"""

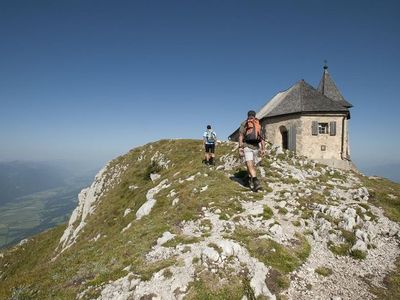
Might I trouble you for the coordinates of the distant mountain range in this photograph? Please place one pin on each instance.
(390, 171)
(35, 196)
(19, 178)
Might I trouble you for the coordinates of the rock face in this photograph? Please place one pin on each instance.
(88, 198)
(195, 231)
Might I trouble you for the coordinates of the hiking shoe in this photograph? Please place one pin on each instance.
(256, 186)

"""

*What needs to be done:*
Write out every line of the records word for word, but leave out the pictures.

*Response for this exercise:*
Might I trouble you for the coordinates of the distant mountain range in this photograph? Please place one pin on each instance.
(390, 171)
(35, 196)
(19, 178)
Might I trouble you for the coordinates of the rock face in this photograph? Please place one pin on each instance.
(88, 198)
(195, 231)
Might I trouble you for the coordinates of the hiking shoe in this photograph? Please place one pin on each instance.
(256, 186)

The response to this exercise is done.